- [Task to complete]:
Can you reproduce each of the following items word for word, keeping every line as it stands?

Dataset excerpts on object pointing:
[BEGIN]
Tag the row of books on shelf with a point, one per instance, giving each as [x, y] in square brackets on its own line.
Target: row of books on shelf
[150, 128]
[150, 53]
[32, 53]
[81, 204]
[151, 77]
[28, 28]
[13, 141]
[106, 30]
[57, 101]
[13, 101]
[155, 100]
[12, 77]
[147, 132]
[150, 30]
[END]
- [Written response]:
Tag the row of books on shelf with a point, one per instance, giving each as [x, y] in square brackets on its own line.
Target: row of books on shelf
[150, 128]
[150, 53]
[32, 53]
[81, 204]
[151, 77]
[28, 28]
[13, 141]
[106, 30]
[57, 101]
[13, 101]
[155, 100]
[12, 77]
[147, 132]
[150, 30]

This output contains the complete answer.